[Object point labels]
·····

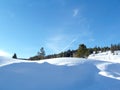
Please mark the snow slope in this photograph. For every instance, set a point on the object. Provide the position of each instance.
(59, 74)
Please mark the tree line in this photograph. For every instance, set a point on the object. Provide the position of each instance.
(82, 52)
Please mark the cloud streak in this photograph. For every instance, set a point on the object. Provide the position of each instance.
(75, 12)
(3, 53)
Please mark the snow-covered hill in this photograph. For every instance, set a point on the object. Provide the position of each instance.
(59, 74)
(106, 56)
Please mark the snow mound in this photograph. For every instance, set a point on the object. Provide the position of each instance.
(59, 74)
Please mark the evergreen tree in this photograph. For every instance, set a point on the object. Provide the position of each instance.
(14, 56)
(41, 54)
(82, 51)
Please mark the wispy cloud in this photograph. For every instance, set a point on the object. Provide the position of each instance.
(4, 53)
(75, 12)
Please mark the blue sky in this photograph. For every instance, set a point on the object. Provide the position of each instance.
(57, 25)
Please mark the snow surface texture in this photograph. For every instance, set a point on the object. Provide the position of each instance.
(59, 74)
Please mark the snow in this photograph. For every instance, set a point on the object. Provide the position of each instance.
(98, 72)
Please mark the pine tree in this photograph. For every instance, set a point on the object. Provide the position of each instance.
(82, 51)
(41, 54)
(14, 56)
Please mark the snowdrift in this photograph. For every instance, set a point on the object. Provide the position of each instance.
(59, 74)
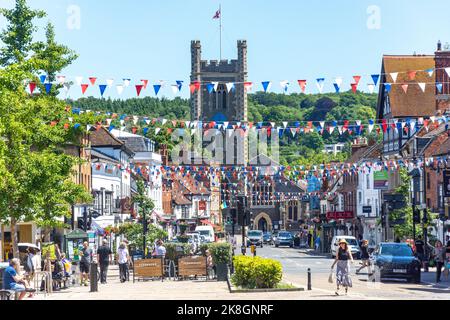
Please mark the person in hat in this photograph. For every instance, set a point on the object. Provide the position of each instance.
(365, 258)
(342, 271)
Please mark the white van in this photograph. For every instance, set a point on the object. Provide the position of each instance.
(207, 232)
(352, 245)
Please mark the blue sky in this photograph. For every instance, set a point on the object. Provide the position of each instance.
(287, 40)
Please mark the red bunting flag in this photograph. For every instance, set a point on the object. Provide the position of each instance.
(32, 86)
(84, 88)
(192, 88)
(412, 75)
(302, 84)
(357, 79)
(139, 89)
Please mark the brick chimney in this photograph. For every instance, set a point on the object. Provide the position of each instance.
(359, 143)
(164, 154)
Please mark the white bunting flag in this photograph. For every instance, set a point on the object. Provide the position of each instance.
(448, 71)
(284, 85)
(422, 86)
(338, 81)
(230, 86)
(394, 76)
(79, 80)
(61, 79)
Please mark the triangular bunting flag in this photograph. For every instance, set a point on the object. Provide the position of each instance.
(266, 85)
(157, 87)
(84, 88)
(422, 86)
(302, 84)
(394, 76)
(375, 78)
(139, 89)
(102, 89)
(48, 87)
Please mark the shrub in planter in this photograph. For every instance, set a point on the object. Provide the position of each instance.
(221, 254)
(256, 272)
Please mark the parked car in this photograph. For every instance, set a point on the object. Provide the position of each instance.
(352, 245)
(396, 260)
(284, 238)
(207, 232)
(267, 237)
(255, 237)
(274, 236)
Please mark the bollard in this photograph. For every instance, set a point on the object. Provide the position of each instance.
(93, 276)
(309, 279)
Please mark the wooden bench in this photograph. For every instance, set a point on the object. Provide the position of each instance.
(7, 294)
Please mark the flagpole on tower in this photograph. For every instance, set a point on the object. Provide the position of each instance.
(220, 13)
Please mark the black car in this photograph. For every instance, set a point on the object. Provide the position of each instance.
(267, 237)
(396, 260)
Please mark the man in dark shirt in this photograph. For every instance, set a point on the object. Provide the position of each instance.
(420, 248)
(103, 254)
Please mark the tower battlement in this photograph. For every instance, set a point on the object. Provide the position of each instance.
(219, 105)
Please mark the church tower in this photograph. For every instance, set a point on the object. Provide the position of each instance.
(225, 103)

·····

Write out every entry again word for word, without any of the pictures.

- RESPONSE TO THIS TASK
Please mark the snow slope in this photograph. For every instance, set a point on the object. Provide the position of each instance.
(59, 74)
Please mark the tree line in this photograph. For every instance, set a point on the object. Provide the position of each instance.
(82, 52)
Please mark the cloud streak in this photograph. For every instance, set a point on the object. Provide the position of each instance.
(75, 12)
(3, 53)
Please mark the snow-covered hill in this photograph. For every instance, set a point on the object. Provide the position of each instance.
(59, 74)
(106, 56)
Please mark the snow mound in this photograph. For every instance, set a point on the object. Provide the position of each instance.
(59, 74)
Please mark the evergreen tree in this photograph. For every instance, set a point on the object. Provide the position of each instance.
(14, 56)
(41, 54)
(82, 51)
Please mark the wispy cloud in this photograph. For every instance, set a point on the object. Provide the position of each instance.
(4, 53)
(75, 12)
Please mark the blue sky in this photograph. For every instance, set a point on the object. Provide the position of each instance.
(57, 25)
Please mark the snow surface texture in this photograph. For every instance, set a point on the object. Provide the position of each instance.
(59, 74)
Please mark the snow in this photograph. For every instance, set a point on the object. Provide the position of each instance.
(98, 72)
Please mark the pine tree in this photograph. For every instance, set a point on the object. Provide the position of each instance.
(82, 51)
(41, 54)
(14, 56)
Please mark the snowdrift in this photograph. For every instance, set a point on the object. Provide the position of each instance.
(59, 74)
Please mark the person in hat in this photograph. For every instance, set a point on the object. Provide the position of each instance.
(365, 258)
(342, 271)
Please mark the white van in this photograph. For every instance, set a point on the object. Provide the position of each instance.
(207, 232)
(352, 245)
Please mark the blue sky in this photograph. For every instance, set a point on the object. Provide the position of each instance.
(287, 40)
Please mark the red bunting flag in this photograph. For every instance, set a point on the object. Provide the position of each instance.
(32, 86)
(84, 88)
(192, 88)
(412, 75)
(302, 84)
(357, 79)
(139, 89)
Please mark the brick chimney in this photograph. For every instance, set a point on the object. Provide the position of each instance.
(359, 143)
(164, 154)
Please mark the white bunting flag in this photograph. For every instance, set a point on the object. Provide the position of each instance.
(448, 71)
(284, 85)
(422, 86)
(338, 81)
(230, 86)
(394, 76)
(79, 80)
(61, 79)
Please mark the triangular bunting flag in this photograph. For every instance, set a point on the object. Provide the position of each instance.
(266, 85)
(157, 87)
(84, 88)
(422, 86)
(302, 84)
(394, 76)
(375, 78)
(139, 89)
(102, 89)
(48, 87)
Please mark the shrub in planter in this photograph. For every instance, set a point on the object. Provide the position of each instance.
(221, 254)
(256, 272)
Please mark the parked car in this photograph. For every instance, set a point on the object. Provide the position of each instance.
(352, 245)
(396, 260)
(284, 238)
(207, 232)
(267, 237)
(255, 237)
(274, 236)
Please mark the bollard in this photograph. For every instance, set a point on the object. Provide the position of each instance.
(93, 276)
(309, 279)
Please mark the wooden bench in this photograph. For every instance, set a point on the object. Provide the position of each instance.
(7, 294)
Please mark the flagpole on tower in this photograph. For every instance, set a point on the object. Provide the position of each instance.
(220, 13)
Please mark the black car in this photograph. For every instance, set a point on the object. Provide the position of each instance.
(267, 237)
(396, 260)
Please mark the man in dark shirt in this photograph. For every instance, set a point on the object. Provide the position of each instance.
(420, 248)
(103, 254)
Please mark the tower battlement in this photograph. For every instance, set a point on the object. Provide the position of each instance.
(219, 105)
Please mark the church tower in this photograph. For every instance, set a point on the object. Provide the position of each instance.
(225, 103)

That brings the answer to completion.